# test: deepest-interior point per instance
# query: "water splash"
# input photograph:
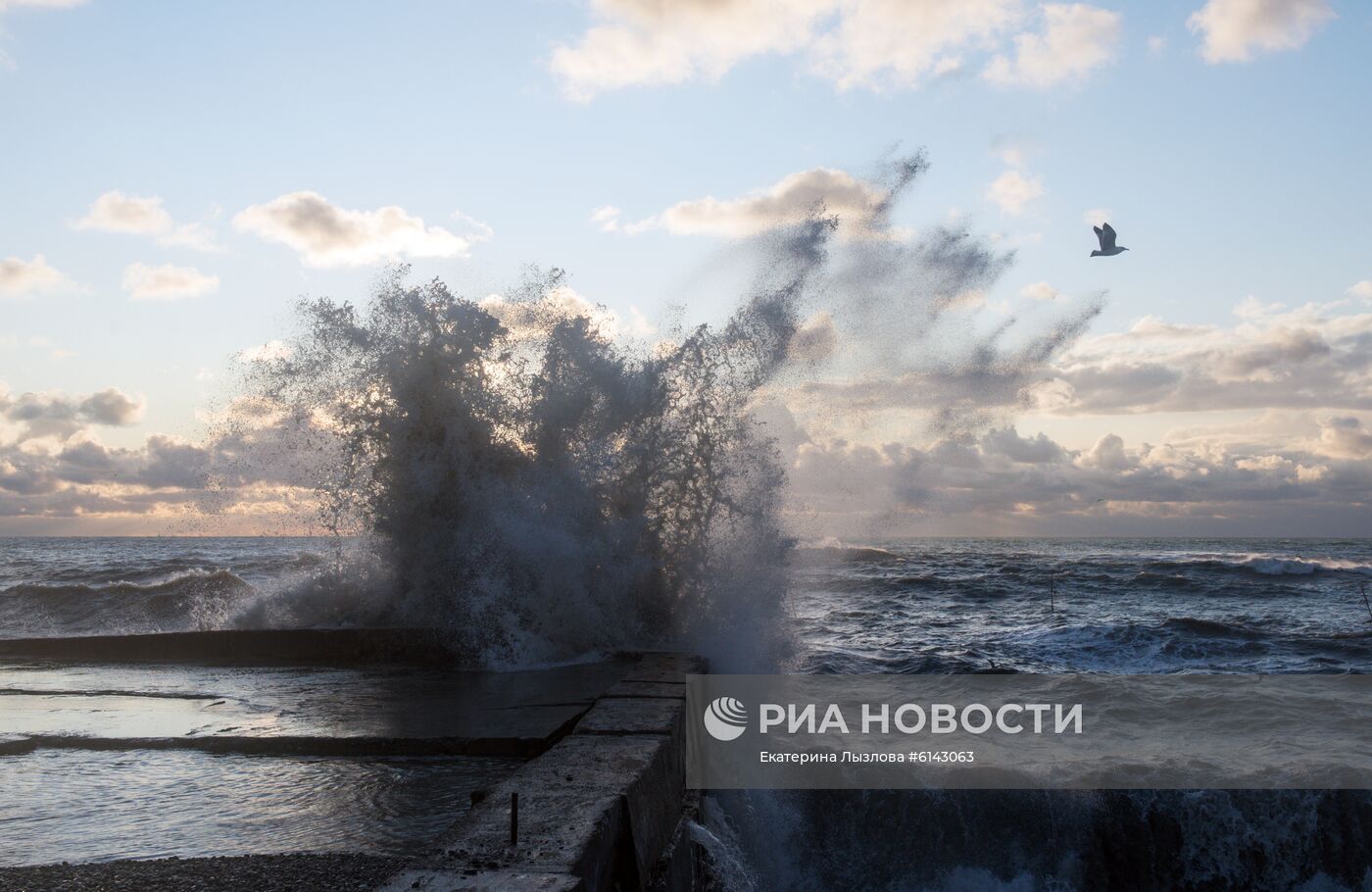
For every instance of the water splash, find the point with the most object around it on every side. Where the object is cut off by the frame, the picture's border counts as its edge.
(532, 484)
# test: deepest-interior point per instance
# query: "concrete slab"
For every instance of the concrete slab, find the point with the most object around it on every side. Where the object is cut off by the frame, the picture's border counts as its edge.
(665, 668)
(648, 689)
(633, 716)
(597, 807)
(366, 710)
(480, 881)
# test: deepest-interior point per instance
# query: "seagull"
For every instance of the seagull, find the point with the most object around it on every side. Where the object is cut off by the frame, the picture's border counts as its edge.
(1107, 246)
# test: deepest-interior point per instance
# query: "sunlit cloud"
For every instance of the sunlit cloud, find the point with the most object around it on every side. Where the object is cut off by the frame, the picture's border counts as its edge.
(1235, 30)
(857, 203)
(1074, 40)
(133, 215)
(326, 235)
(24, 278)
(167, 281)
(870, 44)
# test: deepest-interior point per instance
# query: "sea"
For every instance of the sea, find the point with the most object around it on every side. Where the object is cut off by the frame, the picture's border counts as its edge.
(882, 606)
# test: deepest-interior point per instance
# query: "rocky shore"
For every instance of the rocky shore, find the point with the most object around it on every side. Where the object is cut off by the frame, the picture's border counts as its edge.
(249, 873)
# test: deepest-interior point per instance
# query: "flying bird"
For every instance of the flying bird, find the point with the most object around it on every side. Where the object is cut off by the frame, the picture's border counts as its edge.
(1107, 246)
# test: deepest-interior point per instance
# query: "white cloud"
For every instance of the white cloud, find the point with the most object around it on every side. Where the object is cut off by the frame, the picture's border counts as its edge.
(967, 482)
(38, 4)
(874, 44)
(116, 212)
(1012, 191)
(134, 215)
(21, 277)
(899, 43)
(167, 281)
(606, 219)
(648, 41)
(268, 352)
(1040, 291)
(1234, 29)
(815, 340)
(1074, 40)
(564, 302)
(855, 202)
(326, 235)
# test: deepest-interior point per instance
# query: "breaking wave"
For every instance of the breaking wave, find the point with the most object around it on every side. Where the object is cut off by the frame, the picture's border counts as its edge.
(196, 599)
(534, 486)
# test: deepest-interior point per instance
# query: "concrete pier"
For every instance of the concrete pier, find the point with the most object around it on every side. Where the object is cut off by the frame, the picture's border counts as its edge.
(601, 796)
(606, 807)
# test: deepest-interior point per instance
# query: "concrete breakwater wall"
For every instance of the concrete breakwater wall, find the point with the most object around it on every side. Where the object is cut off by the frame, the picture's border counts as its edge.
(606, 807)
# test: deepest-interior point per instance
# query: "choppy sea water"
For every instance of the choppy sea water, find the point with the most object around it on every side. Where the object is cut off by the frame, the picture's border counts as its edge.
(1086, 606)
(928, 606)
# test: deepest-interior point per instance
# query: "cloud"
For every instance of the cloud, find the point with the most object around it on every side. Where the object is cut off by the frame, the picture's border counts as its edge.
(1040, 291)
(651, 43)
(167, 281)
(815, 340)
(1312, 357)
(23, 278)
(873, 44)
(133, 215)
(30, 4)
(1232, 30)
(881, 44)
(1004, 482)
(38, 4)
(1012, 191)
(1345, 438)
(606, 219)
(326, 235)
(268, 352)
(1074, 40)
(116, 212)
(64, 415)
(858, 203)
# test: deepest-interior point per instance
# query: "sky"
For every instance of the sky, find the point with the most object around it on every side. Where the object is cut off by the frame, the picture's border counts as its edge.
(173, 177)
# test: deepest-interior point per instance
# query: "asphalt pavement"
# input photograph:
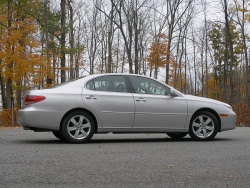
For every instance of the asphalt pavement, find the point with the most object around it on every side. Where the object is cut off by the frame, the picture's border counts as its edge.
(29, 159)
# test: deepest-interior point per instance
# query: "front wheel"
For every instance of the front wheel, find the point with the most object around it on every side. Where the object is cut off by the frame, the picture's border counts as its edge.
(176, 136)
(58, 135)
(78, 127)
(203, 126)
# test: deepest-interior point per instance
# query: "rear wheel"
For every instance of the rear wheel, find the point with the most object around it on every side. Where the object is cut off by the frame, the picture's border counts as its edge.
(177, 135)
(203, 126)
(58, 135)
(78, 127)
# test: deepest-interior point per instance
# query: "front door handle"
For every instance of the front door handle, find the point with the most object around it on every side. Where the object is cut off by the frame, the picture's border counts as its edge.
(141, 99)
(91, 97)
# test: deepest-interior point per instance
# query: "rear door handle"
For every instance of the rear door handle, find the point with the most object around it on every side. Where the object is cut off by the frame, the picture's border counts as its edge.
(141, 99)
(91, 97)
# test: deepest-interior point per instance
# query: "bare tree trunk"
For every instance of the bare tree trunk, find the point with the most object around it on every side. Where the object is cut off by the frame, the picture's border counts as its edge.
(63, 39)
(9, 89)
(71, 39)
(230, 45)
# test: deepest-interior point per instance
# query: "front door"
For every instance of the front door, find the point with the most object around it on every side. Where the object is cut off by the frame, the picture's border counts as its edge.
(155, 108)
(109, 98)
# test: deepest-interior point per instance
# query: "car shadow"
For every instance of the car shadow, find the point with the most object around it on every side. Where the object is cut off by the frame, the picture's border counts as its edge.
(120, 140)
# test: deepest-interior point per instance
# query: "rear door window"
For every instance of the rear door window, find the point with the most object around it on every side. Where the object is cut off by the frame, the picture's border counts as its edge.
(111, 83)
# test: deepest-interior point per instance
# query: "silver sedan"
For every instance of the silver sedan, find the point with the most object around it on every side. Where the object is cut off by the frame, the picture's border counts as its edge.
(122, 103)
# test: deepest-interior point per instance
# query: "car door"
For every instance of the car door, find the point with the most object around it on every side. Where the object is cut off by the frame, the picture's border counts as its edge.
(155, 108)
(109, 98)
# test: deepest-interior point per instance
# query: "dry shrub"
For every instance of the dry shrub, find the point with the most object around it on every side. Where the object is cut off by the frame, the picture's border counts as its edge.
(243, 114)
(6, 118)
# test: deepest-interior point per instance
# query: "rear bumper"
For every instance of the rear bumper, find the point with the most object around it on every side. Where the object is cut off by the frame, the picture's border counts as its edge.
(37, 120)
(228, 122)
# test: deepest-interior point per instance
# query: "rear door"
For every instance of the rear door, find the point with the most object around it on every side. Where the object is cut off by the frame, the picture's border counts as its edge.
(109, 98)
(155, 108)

================

■ Task to complete: Would you return the material exactly, images excluded?

■ Output for this task:
# test: deepest-interior point per instance
# query: "water splash"
# input photograph:
For every instance of the water splash, find the point with the most object around it on every side. Where the object is cut off by the frame, the picture's border counts as its edge.
(532, 484)
# test: deepest-interior point per instance
# query: "concrete slab"
For every instance of the concrete slab, find the point with the most object around it on every side. Where the object is cut off by the frame, the picture's border counts as its edge.
(665, 668)
(648, 689)
(633, 716)
(597, 807)
(366, 710)
(480, 881)
# test: deepest-interior point per instance
# query: "seagull"
For every instance of the seagull, find the point with the most object around it on every side. Where the object is cut off by the frame, the picture's border counts as its edge.
(1107, 246)
# test: deepest-interior point per instance
# query: "sunlit cloud"
For every instance of the sunlit cloud, find the point with the most object around it on every side. Where the object is cut off by the frame, the picture's border counts as its edge.
(1235, 30)
(857, 203)
(1074, 40)
(133, 215)
(326, 235)
(24, 278)
(167, 281)
(870, 44)
# test: deepest-interior point per instance
# query: "sea"
For every instance of the sea, find the point with the most object around it on every side. Where the object is cut off by the frame, the picture's border counts as its edge.
(882, 606)
# test: deepest-interior point per instance
# query: "rocky shore"
For every instance of the rocky shore, find the point with the most object around it on every side. Where the object is cut off by the frame, the picture's border counts as its edge.
(249, 873)
# test: deepest-interior point per instance
# query: "flying bird"
For every instance of the flying bird, find the point with the most object around it on every side. Where the object is cut off by the frame, the picture's border counts as its edge.
(1107, 246)
# test: deepest-interior point per instance
# query: "white cloud"
For every instance of the white cloud, find the point with the most object around it on every side. Where the object is cut off by the frame, the picture's border counts as its edge.
(967, 482)
(38, 4)
(874, 44)
(116, 212)
(1012, 191)
(134, 215)
(21, 277)
(899, 43)
(167, 281)
(606, 219)
(648, 41)
(268, 352)
(1040, 291)
(1234, 29)
(815, 340)
(1074, 40)
(564, 302)
(855, 202)
(326, 235)
# test: deepest-interior point per instance
# query: "breaking wave"
For every instance of the breaking wave, find the point with the most object around it on every side. Where the object is cut off by the frame, the picture's border counts as its edge.
(196, 599)
(534, 486)
# test: deepest-interior point per instance
# query: "concrete pier"
For every instance of the concrete pier, find the point with the most object around it on every side. Where the object is cut off by the frame, the picture's border counts as its edge.
(601, 796)
(606, 807)
# test: deepest-interior point per instance
# query: "concrete breakwater wall"
For every instance of the concrete breakwater wall, find the point with the most object around it on every side. Where the object is cut off by the frame, the picture's border counts as its edge.
(606, 807)
# test: deepest-interior point per instance
# query: "choppy sea water"
For every instance of the choppy sea water, find the point with the most object around it on every side. Where the object is cut off by the frame, the picture's border counts as its edge.
(1086, 606)
(928, 606)
# test: deepest-interior point per instance
# query: "cloud"
For every instance of the cloud, find the point with the most object around it on every side. Where the object is cut off by the frame, the picture's border counts as its edge.
(1040, 291)
(651, 43)
(167, 281)
(815, 340)
(1312, 357)
(23, 278)
(873, 44)
(133, 215)
(30, 4)
(1232, 30)
(881, 44)
(1004, 482)
(38, 4)
(1012, 191)
(1345, 438)
(606, 219)
(326, 235)
(268, 352)
(1074, 40)
(116, 212)
(64, 415)
(858, 203)
# test: deepest-interior point per instance
# query: "sky"
For every instance of the sky, find the point with the most object around it on every side. Where the object is cut off by the frame, the picture's border counts as its edge.
(173, 177)
# test: deepest-interior point per instance
# query: "asphalt pavement"
# input photograph:
For every instance of the asphalt pavement, find the point with the most object around it on every side. Where the object is cut off by the frame, the picture's border counts as its edge.
(29, 159)
# test: deepest-interior point per instance
# query: "front wheel"
For every instance of the front wheel, find the point with the most object around it on every side. Where the object is cut off by the frame, the picture's border counts as its edge.
(176, 136)
(58, 135)
(78, 127)
(203, 126)
# test: deepest-interior point per instance
# query: "rear wheel"
For every instance of the rear wheel, find the point with the most object around it on every side. Where the object is cut off by the frame, the picture's border counts as its edge.
(177, 135)
(203, 126)
(58, 135)
(78, 127)
# test: deepest-interior point per instance
# query: "front door handle"
For every instance of the front door handle, find the point with the most object around it on every side. Where the object is cut off by the frame, the picture's border counts as its edge.
(141, 99)
(91, 97)
# test: deepest-interior point per instance
# query: "rear door handle"
For every instance of the rear door handle, find the point with the most object around it on every side. Where the object is cut off by the frame, the picture's border counts as its edge.
(141, 99)
(91, 97)
# test: deepest-interior point per instance
# query: "bare tree trunk"
For every instance of the bare tree trunk, find the point with the most object around it on every side. Where the object is cut off by the frame, the picture's border counts as its edge.
(63, 39)
(9, 89)
(71, 39)
(230, 45)
# test: deepest-interior point per instance
# query: "front door"
For every instance of the front door, find the point with the most object around it on every side. Where the object is cut off by the frame, the picture's border counts as its edge.
(155, 108)
(109, 98)
# test: deepest-interior point per instance
# query: "car shadow"
For every instance of the car shadow, find the point with the most object around it on every side. Where the object is cut off by the frame, the picture's border counts as its edge.
(120, 140)
# test: deepest-interior point per instance
# query: "rear door window"
For every instance of the rear door window, find the point with the most object around it on every side. Where the object is cut off by the frame, the picture's border counts as its edge.
(111, 83)
# test: deepest-interior point per instance
# query: "silver sedan"
For every instance of the silver sedan, find the point with the most object around it on every side. Where the object is cut off by the frame, the picture's border counts as its edge.
(122, 103)
# test: deepest-interior point per instance
# query: "car door"
For every instance of the car door, find the point with the most object around it on every side. Where the object is cut off by the frame, the picture's border counts as its edge.
(155, 108)
(109, 98)
# test: deepest-interior point per instance
# query: "dry shrub"
For every instance of the dry shrub, find the point with the most object around it on every side. Where the object is cut off by the frame, the picture's border counts as its edge.
(243, 114)
(6, 118)
# test: deepest-interior point per instance
# query: "rear bumper"
For every instance of the rear bumper, find the point with the most object around it on every side. Where the object is cut off by the frame, the picture's border counts as its edge.
(37, 120)
(228, 122)
# test: deepest-interior point per instance
# query: "rear door"
For every instance of the rear door, find the point with the most object around it on every side. Where the object is cut off by the frame, the picture's border counts as its edge.
(109, 98)
(155, 108)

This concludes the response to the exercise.